## Start Text

Many legal disputes fall neatly in one category such as civil, family or criminal law. After completing their training most modern-day lawyers, and this includes judges, tend to focus on one main area of law, even if they cover a wide range of types of cases within that area. Problems can occur when a case straddles two normally distinct areas of law.

A recent appeal in the Court of Appeal Criminal Division, Parker v  Financial Conduct Authority & Anor [2021] EWCA Crim 956, provides an example of a case where the criminal courts had to determine an issue which was really a matter of property litigation, a branch of civil law which specialist criminal lawyers might often have no experience of.

Background to Parker v FCA

The appeal was brought by Mr Parker, and it concerned a house which he claimed he was the majority owner of under a trust. Mr Parker had lost money in various fraudulent investments schemes at the hands of Mr Michael Moore. Mr Moore had been convicted of multiple offences under Financial Services and Markets Act 2000 and sentenced to seven years imprisonment. None of the offences for which Mr Moore was convicted related to Mr Parker’s investments, but the appeal court said that Mr Parker, a widower in his eighties, fit the typical profile of Mr Moore’s victims.

After Mr Parker had already lost hundreds of thousands of pounds in sham investment schemes, Mr Moore had invited Mr Parker to invest in a large house in Maidstone called Bockingford Court. Mr Parker was told that he and Mr Moore (and later Mr Moore’s stepfather) would own a percentage in the property corresponding to their financial contributions to the purchase, with the profits to be shared between them after it was refurbished and sold.

What Mr Parker did not know was that the property was bought in the sole name of Mr Moore’s stepfather, Reverend Higgs, and that Mr Moore intended to live in the house with his wife. Money had been transferred from Mr Moore’s company to his stepfather in order to convince a mortgage lender that Rev Higgs had the cash to pay the deposit. No paperwork was produced to record Mr Parker’s interest in the Property at this time.

When Mr Moore was convicted in relation to other fraudulent dealings, the Financial Conduct Authority asked the Crown Court to make a confiscation order under the Proceeds of Crime Act 2002. In those proceedings the Court assessed that Mr Moore’s total benefit from criminal conduct was just over £2 million. However, with only £255 in his bank account, Mr Moore’s only substantial asset was his share in Bockingford Court. That property was initially valued at £825,000 and it was later sold for slightly more than that.

## End Text
## Start Extracted data

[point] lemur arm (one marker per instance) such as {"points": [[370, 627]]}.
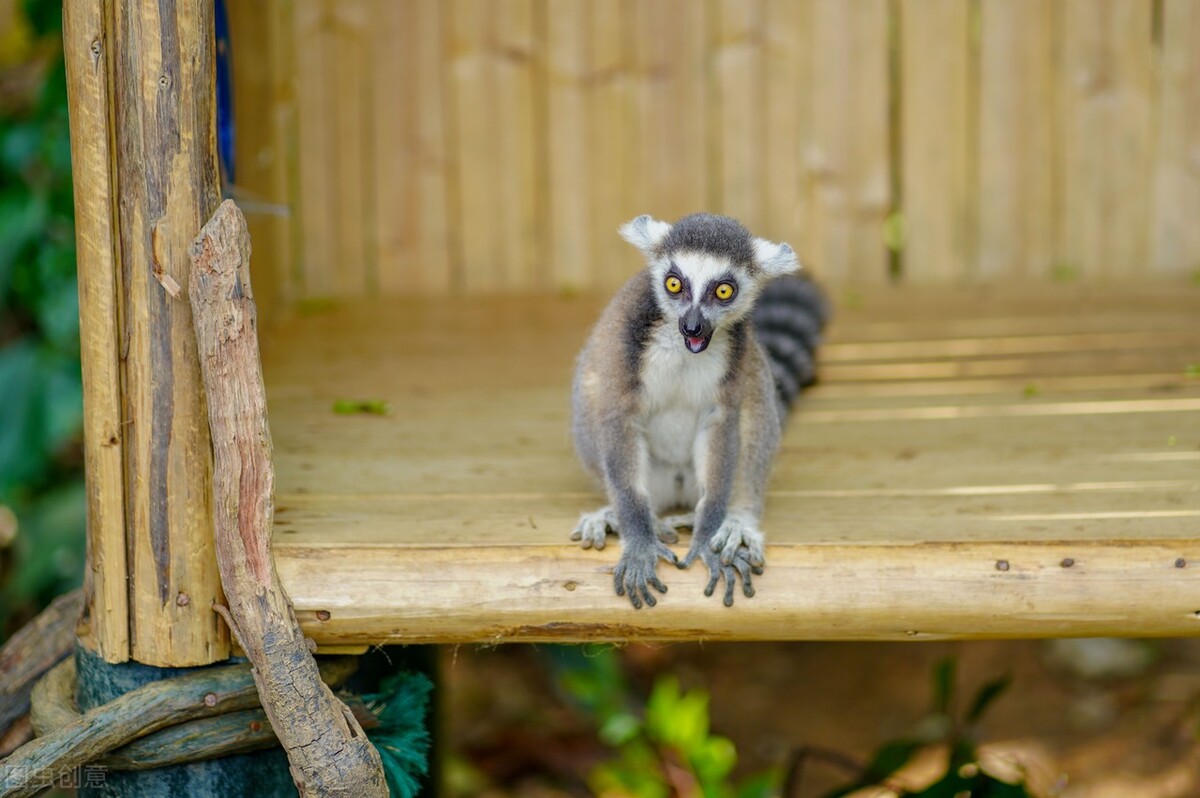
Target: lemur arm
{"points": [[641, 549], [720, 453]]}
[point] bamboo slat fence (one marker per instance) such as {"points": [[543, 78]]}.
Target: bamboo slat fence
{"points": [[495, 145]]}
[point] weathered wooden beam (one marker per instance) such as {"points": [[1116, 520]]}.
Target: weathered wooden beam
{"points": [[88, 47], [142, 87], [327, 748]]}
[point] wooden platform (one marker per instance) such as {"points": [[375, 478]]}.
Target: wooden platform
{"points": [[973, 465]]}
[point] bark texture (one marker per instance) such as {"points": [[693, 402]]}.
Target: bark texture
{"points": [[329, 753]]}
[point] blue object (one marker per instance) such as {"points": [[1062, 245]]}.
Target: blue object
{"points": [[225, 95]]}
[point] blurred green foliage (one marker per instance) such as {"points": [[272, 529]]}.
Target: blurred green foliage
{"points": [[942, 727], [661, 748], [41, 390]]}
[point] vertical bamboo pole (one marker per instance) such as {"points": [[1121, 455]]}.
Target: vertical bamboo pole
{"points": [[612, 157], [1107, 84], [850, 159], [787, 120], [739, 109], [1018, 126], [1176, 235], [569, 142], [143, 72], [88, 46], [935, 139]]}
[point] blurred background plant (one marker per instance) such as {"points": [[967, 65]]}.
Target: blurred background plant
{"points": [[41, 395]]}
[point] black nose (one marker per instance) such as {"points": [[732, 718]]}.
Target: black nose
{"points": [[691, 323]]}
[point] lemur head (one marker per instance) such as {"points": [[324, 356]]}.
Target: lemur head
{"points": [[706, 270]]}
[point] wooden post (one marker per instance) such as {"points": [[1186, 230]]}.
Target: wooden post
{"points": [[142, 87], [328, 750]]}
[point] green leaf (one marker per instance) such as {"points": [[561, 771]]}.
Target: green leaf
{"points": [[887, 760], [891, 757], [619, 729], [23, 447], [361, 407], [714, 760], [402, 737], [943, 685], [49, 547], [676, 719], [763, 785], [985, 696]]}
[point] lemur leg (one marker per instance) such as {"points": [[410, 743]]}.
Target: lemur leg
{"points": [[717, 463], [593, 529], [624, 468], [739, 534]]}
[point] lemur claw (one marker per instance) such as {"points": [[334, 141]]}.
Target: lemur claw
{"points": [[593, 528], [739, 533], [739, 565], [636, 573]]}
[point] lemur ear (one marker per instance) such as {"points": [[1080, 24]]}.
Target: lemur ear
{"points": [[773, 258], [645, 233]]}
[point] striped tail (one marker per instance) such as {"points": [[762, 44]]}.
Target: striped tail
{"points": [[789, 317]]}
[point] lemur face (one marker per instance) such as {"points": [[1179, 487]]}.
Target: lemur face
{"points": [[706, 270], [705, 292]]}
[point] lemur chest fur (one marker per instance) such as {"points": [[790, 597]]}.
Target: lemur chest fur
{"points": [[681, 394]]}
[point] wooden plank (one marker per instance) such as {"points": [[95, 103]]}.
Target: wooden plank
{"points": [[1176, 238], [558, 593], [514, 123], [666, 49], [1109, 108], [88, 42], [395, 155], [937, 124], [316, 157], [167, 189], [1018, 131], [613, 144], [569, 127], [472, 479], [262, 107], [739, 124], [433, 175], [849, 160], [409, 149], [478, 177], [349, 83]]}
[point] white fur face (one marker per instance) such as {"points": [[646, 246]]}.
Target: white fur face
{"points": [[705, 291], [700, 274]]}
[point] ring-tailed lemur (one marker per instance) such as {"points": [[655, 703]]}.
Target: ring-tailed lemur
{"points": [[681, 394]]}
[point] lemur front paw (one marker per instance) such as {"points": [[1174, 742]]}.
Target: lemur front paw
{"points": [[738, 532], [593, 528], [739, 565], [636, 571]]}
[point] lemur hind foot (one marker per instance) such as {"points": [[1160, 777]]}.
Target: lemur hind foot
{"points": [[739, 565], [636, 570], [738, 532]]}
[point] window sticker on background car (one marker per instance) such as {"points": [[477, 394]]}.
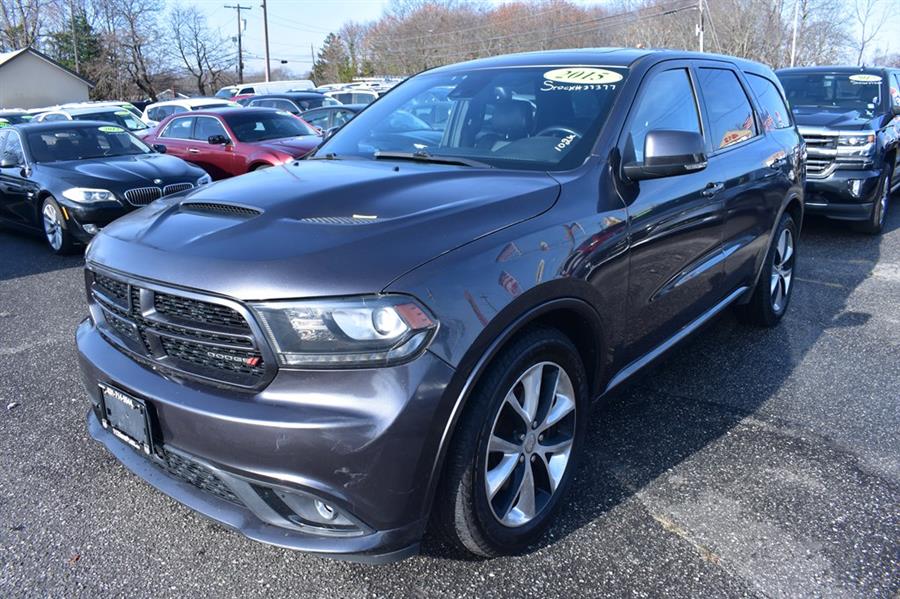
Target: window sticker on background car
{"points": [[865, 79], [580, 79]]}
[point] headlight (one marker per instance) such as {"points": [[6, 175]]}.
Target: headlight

## End Extracted data

■ **Requirements**:
(a) List every person the text on Parker v FCA identifies by name.
(b) In the text on Parker v FCA, how long a prison term did Mr Moore receive?
(c) Continue the text on Parker v FCA from its final sentence.

■ **Task-by-task outputs**:
(a)
Mr Parker
Mr Michael Moore
Reverend Higgs

(b) Seven years.

(c)
Mr Parker’s interest in Bockingford Court

In the Crown Court, Mr Parker had intervened in the confiscation proceedings and argued that he had a 70% share in the property under a constructive trust. His lawyers argued that Mr Parker obtained this interest under a ‘common intention constructive trust’ because there was an express agreement made between himself and Mr Moore about the use of Mr Parker’s money to invest in the property. The Court of Appeal records that Mr Parker had “relied on the principle that a common intention constructive trust will arise where a party has acted to their detriment in reliance upon a common intention that he or she will acquire an interest in a property”.

The judge in the Crown Court found against Mr Parker, ruling that no trust interest for Mr Parker had been created, and that he was therefore just another one of Mr Moore’s victims. The Court of Appeal was critical of the judge’s reasoning here – finding it to be brief and unsatisfactory – but also sympathetic, noting near the start of the judgement that it was unfortunate that Judges in the Crown Court were required to make such determinations on “without having (or being expected to have) expertise in the law of trusts, and without necessarily having the assistance of specialist counsel” [paragraph 10].

The Court of Appeal reassessed the shares in the property as 70% for Mr Parker, and 15% each for Mr Moore and his wife. That might sound like an excellent result for Mr Parker, save for two harsh realities – firstly, Mr Parker was defrauded of almost £1,000,000 in total and there was no prospect of compensation for his other losses. Secondly, Bockingford Court had already been sold, and the proceeds of sale distributed among other victims of Mr Moore, the courts service, the FCA and Mr Moore’s wife. The Court of Appeal explained that it could not fully correct the consequences of the erroneous decision made in the Crown Court – the other victims could not be required to return the compensation they had received – and a claim in the civil courts against Mrs Moore would be required to pursue repayment from her.

Lessons to learn

Concluding her judgment, Lady Justice Andrews said that Mr Parker had been badly let down by the criminal justice system, and recommended that the Lord Chancellor treat with sympathy any request from Mr Parker for compensation.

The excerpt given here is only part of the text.